TRY IT :: If a line below contains the string "instance", copy it out.

SUPPLIED MATERIAL ::

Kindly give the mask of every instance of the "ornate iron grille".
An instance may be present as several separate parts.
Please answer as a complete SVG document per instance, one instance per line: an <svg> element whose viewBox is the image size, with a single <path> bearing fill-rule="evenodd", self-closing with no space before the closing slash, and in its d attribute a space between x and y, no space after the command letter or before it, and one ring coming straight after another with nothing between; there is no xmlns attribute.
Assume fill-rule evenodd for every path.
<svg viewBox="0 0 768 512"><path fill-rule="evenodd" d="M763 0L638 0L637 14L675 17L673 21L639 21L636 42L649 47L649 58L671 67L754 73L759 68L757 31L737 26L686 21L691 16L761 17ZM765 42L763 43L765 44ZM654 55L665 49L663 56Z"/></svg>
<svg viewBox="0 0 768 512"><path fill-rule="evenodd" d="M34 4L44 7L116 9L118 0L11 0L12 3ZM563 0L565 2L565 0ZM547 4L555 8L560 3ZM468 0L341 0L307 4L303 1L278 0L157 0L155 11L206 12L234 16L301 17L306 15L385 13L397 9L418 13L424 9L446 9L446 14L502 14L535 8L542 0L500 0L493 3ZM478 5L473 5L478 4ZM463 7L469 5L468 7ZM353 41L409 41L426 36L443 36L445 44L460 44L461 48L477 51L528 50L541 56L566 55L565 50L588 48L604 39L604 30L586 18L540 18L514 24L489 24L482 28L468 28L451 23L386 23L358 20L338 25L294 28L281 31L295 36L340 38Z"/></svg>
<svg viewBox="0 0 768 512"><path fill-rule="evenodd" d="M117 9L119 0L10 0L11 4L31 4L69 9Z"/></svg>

SOLUTION BELOW ::
Kindly give the mask of every instance of the "ornate iron grille".
An instance may be present as several separate parts.
Please answer as a complete SVG document per instance, one instance per line: an <svg> element whose viewBox is the image size, with a single <path> bearing fill-rule="evenodd", self-closing with no space before the closing slash, and in its d attribute a space between x and y, no space after the command letter or before it, and one ring coming straight after another with nothing between; there is no xmlns attribute.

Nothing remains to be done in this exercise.